» **The exercise**
Copy every item below word for word, leaving out the pictures.

___ Input ___

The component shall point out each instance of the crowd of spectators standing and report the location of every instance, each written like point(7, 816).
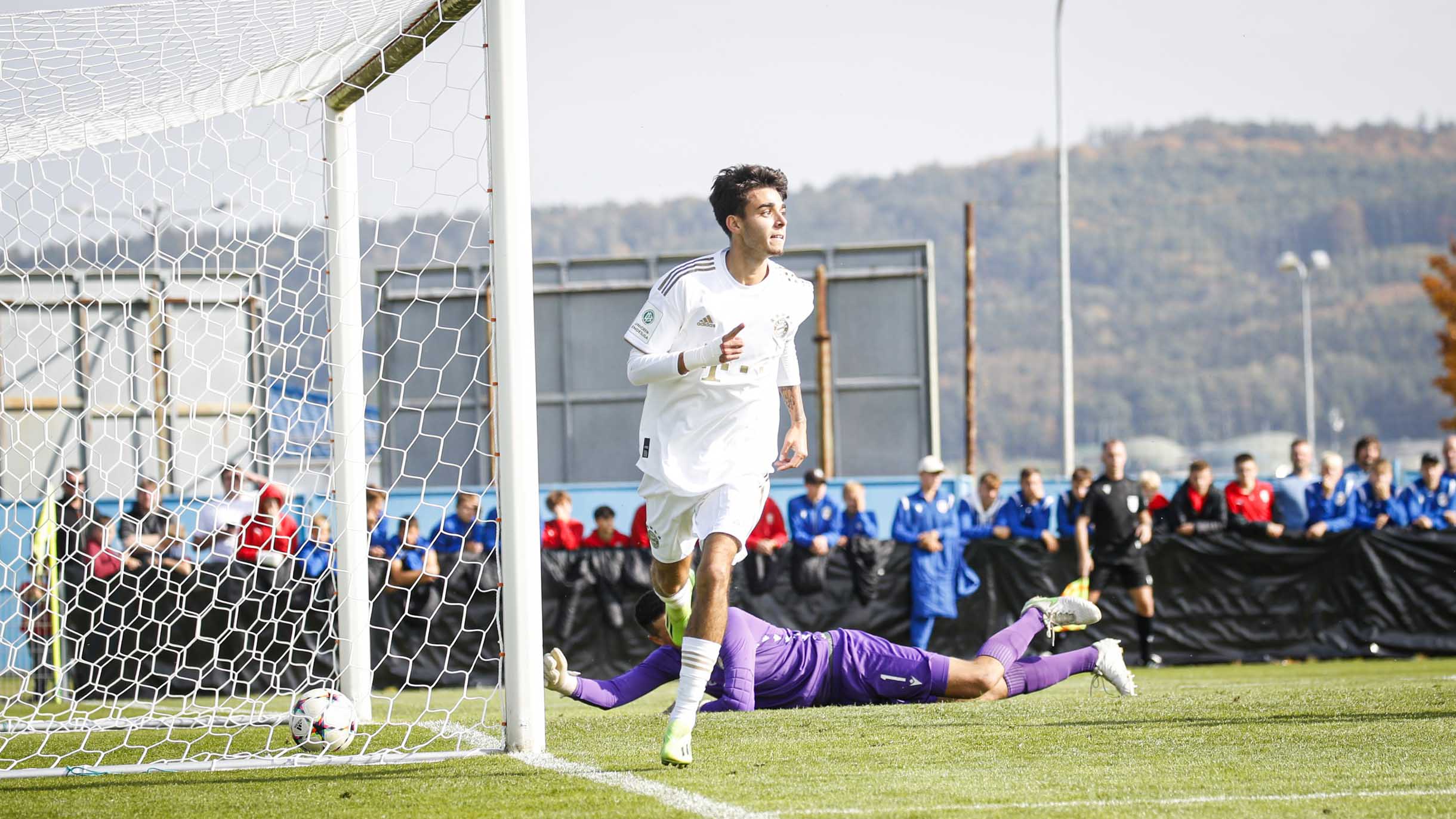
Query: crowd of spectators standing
point(276, 569)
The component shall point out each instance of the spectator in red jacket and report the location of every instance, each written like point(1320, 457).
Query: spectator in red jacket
point(769, 535)
point(1199, 509)
point(1150, 484)
point(640, 538)
point(606, 532)
point(561, 532)
point(270, 529)
point(107, 559)
point(1251, 500)
point(765, 543)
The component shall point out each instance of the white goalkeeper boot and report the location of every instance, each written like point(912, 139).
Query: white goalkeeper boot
point(1065, 611)
point(1111, 668)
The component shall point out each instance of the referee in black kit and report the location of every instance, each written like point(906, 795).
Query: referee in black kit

___

» **Response below**
The component shall point out each instance of the crowd of spectators standing and report the location of every instance, each written like point(7, 816).
Query: crowd of spectators standing
point(276, 569)
The component shall point out each instance of the spectator in red jacket and report the location of every instance, each written like point(1320, 457).
Query: spectator in red jacket
point(769, 535)
point(1199, 509)
point(1150, 484)
point(640, 538)
point(606, 532)
point(561, 532)
point(270, 529)
point(107, 559)
point(1251, 500)
point(765, 543)
The component shall point out each instance of the white goalkeeper boot and report the location of every instance, each written like point(912, 139).
Query: white goalkeeper boot
point(1065, 611)
point(1111, 668)
The component shall point out each instance of the referee in black kit and report the location of every instance, each written like point(906, 795).
Query: referee in black kit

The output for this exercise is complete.